** start The records **

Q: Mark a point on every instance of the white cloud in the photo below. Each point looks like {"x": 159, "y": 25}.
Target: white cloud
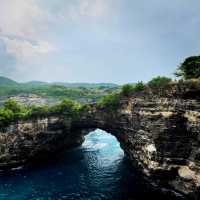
{"x": 22, "y": 18}
{"x": 22, "y": 21}
{"x": 23, "y": 49}
{"x": 93, "y": 8}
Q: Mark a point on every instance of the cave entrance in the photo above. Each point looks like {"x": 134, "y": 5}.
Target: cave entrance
{"x": 103, "y": 147}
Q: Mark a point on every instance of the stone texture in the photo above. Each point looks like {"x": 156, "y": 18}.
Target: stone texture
{"x": 158, "y": 130}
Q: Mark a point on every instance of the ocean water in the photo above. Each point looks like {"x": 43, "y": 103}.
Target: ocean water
{"x": 98, "y": 170}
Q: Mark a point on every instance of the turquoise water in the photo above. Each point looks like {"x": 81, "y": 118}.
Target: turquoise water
{"x": 96, "y": 171}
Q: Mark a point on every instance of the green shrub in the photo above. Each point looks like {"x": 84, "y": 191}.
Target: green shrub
{"x": 39, "y": 111}
{"x": 127, "y": 90}
{"x": 139, "y": 86}
{"x": 6, "y": 116}
{"x": 66, "y": 108}
{"x": 110, "y": 102}
{"x": 159, "y": 82}
{"x": 190, "y": 68}
{"x": 85, "y": 108}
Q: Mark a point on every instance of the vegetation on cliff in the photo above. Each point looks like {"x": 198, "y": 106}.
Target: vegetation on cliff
{"x": 190, "y": 68}
{"x": 12, "y": 111}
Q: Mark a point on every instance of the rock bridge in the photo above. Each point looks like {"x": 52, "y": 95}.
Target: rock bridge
{"x": 159, "y": 134}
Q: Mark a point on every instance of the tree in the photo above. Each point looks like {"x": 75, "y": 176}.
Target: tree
{"x": 110, "y": 102}
{"x": 159, "y": 82}
{"x": 190, "y": 68}
{"x": 127, "y": 90}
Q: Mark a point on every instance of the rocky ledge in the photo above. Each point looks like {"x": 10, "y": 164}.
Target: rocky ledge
{"x": 158, "y": 130}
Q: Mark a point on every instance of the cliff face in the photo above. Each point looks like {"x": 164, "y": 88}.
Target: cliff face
{"x": 159, "y": 133}
{"x": 162, "y": 138}
{"x": 28, "y": 141}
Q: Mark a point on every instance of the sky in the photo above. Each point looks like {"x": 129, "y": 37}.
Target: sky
{"x": 119, "y": 41}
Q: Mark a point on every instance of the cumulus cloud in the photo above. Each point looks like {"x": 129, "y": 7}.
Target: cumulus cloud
{"x": 23, "y": 49}
{"x": 22, "y": 18}
{"x": 22, "y": 21}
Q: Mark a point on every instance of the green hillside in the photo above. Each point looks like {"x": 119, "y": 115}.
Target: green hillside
{"x": 7, "y": 82}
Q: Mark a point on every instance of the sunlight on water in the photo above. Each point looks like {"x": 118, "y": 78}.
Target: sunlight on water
{"x": 96, "y": 171}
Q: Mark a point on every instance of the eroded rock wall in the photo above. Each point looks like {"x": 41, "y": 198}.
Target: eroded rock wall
{"x": 28, "y": 141}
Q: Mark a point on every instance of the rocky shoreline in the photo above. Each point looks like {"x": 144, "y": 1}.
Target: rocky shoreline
{"x": 159, "y": 133}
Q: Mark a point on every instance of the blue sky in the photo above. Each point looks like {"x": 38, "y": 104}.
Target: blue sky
{"x": 116, "y": 41}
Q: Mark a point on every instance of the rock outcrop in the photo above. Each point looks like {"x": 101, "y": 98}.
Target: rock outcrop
{"x": 33, "y": 140}
{"x": 159, "y": 131}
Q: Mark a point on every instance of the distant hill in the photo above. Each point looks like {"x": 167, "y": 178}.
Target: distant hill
{"x": 7, "y": 82}
{"x": 35, "y": 83}
{"x": 87, "y": 85}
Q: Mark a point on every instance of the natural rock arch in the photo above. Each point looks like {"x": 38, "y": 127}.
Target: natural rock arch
{"x": 160, "y": 135}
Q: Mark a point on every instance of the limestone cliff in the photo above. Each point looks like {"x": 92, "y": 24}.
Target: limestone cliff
{"x": 32, "y": 140}
{"x": 159, "y": 131}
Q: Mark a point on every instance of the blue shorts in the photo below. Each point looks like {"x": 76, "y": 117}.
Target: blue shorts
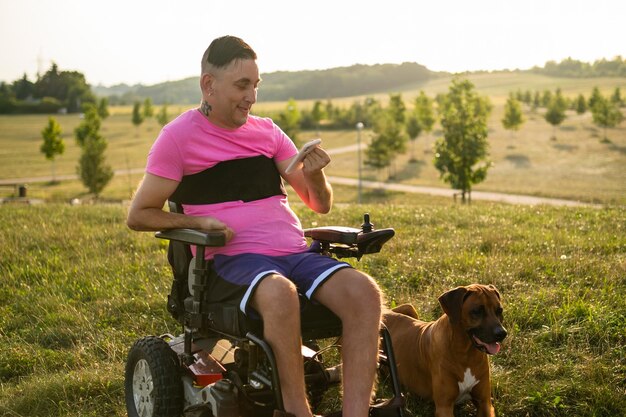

** end The records **

> Directive
Output nothing but the lines from the line with "Q: Mark a point on every instance of the rock outcrop" through the last line of the material above, please, word for word and without the pictures.

> Problem solution
Q: Mark a point on every instance of the rock outcrop in the photo above. Each point looks like {"x": 101, "y": 98}.
Target: rock outcrop
{"x": 33, "y": 140}
{"x": 159, "y": 131}
Q: Mark a point on every instance of the distant hill in the photo above. Each point looks like {"x": 167, "y": 178}.
Target: distant hill
{"x": 7, "y": 82}
{"x": 35, "y": 83}
{"x": 87, "y": 85}
Q: Mark a point on every instance of the natural rock arch in the photo above. Each point looks like {"x": 38, "y": 127}.
Target: natural rock arch
{"x": 160, "y": 135}
Q: Mark a point on every instance of the limestone cliff in the photo above. Each point looks like {"x": 92, "y": 24}.
Target: limestone cliff
{"x": 32, "y": 140}
{"x": 159, "y": 131}
Q: Mark a point on every instance of the blue shorts in the photo below. Each point looks like {"x": 76, "y": 117}.
Target: blue shorts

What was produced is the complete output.